[Saved entries]

- - - - - - -

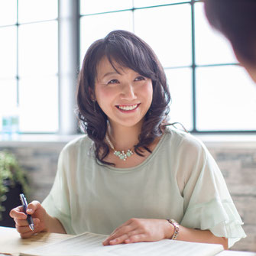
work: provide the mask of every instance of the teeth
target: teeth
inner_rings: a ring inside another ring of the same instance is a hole
[[[121,105],[118,105],[118,109],[122,109],[122,110],[132,110],[132,109],[136,109],[138,106],[138,105],[128,105],[128,106],[121,106]]]

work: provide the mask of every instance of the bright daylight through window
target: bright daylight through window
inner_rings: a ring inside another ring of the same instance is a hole
[[[58,38],[60,3],[61,0],[0,1],[3,134],[59,131],[63,85],[58,46],[69,44]],[[164,67],[172,96],[170,122],[180,122],[194,132],[256,131],[256,120],[251,118],[256,112],[254,85],[227,40],[208,24],[201,1],[79,3],[80,15],[74,18],[79,20],[76,53],[80,65],[94,41],[115,29],[132,31],[152,47]]]

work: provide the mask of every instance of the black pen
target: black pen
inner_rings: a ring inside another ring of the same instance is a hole
[[[27,220],[28,222],[28,225],[30,227],[30,228],[34,231],[34,222],[33,222],[33,219],[32,216],[30,214],[27,214],[27,208],[28,208],[28,203],[27,203],[27,199],[26,197],[24,194],[20,194],[20,199],[22,203],[22,206],[24,208],[24,211],[25,212],[25,214],[27,215]]]

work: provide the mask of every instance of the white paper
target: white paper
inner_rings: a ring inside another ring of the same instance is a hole
[[[220,245],[192,243],[164,239],[154,242],[103,246],[107,235],[89,232],[55,244],[25,251],[20,255],[49,256],[212,256],[223,250]]]

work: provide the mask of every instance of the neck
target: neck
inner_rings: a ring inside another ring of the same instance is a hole
[[[138,137],[141,132],[141,124],[133,127],[113,125],[109,123],[108,133],[115,150],[132,149],[138,144]]]

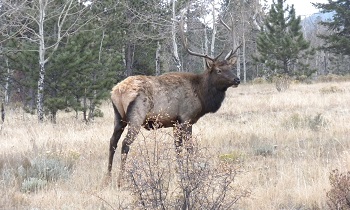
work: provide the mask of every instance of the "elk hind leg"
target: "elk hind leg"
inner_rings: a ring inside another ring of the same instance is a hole
[[[115,113],[115,119],[114,119],[114,131],[112,134],[112,137],[110,139],[109,143],[109,157],[108,157],[108,170],[107,175],[105,178],[105,184],[108,184],[111,179],[111,171],[112,171],[112,165],[113,165],[113,157],[115,154],[115,150],[117,149],[118,141],[126,127],[126,122],[124,122],[116,109],[116,107],[113,105],[114,113]]]

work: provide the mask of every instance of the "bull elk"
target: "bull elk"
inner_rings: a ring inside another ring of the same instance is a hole
[[[184,41],[184,40],[183,40]],[[120,187],[130,145],[141,127],[151,129],[157,121],[162,127],[174,127],[176,149],[182,146],[184,136],[179,132],[192,134],[192,125],[207,113],[216,112],[225,98],[229,87],[237,87],[239,78],[233,73],[237,61],[236,50],[231,50],[224,60],[219,56],[191,51],[206,61],[202,74],[166,73],[161,76],[130,76],[118,83],[111,92],[114,109],[114,131],[110,139],[107,182],[111,177],[113,156],[118,141],[128,125],[128,132],[122,142],[121,166],[117,185]],[[181,125],[189,126],[181,126]]]

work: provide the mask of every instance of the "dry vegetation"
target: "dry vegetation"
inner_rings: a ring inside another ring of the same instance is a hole
[[[222,108],[194,125],[198,147],[205,150],[198,158],[204,165],[216,164],[218,173],[229,171],[220,169],[220,162],[235,168],[230,185],[243,189],[228,191],[237,193],[228,196],[243,196],[235,208],[327,209],[330,174],[337,169],[334,179],[350,171],[349,104],[350,82],[291,84],[285,92],[271,84],[229,89]],[[133,209],[137,190],[115,187],[119,148],[113,186],[101,187],[113,129],[110,104],[102,111],[104,117],[89,125],[76,121],[72,113],[59,113],[53,125],[38,124],[35,116],[7,108],[0,131],[0,209]],[[158,159],[174,163],[172,130],[163,130],[142,130],[131,147],[129,172],[142,166],[132,161],[142,151],[157,153],[150,143],[154,138],[161,149]],[[175,174],[163,176],[169,180],[168,199],[179,196]],[[214,176],[208,177],[211,181]],[[245,197],[244,190],[250,196]]]

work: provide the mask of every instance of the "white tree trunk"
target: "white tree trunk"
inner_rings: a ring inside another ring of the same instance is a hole
[[[245,20],[244,20],[244,14],[241,10],[242,14],[242,62],[243,62],[243,83],[247,83],[247,69],[246,69],[246,60],[245,60]]]
[[[160,50],[162,49],[162,45],[160,41],[157,41],[157,50],[156,50],[156,75],[160,75]]]
[[[11,74],[11,70],[9,67],[9,61],[6,58],[6,67],[7,67],[7,76],[6,76],[6,83],[5,83],[5,104],[9,103],[10,100],[10,92],[9,92],[9,88],[10,88],[10,74]]]
[[[46,0],[39,0],[39,80],[37,95],[37,112],[38,120],[42,122],[44,119],[44,84],[45,84],[45,39],[44,39],[44,21],[45,10],[47,6]]]

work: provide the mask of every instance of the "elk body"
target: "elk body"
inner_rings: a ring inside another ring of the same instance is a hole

- - - - - - -

_What to do:_ Please identify and copy every line of the records above that contains the word "trunk".

_Result:_
work: provide the mask of every instance of the "white tree trunk"
target: "white tree trunk"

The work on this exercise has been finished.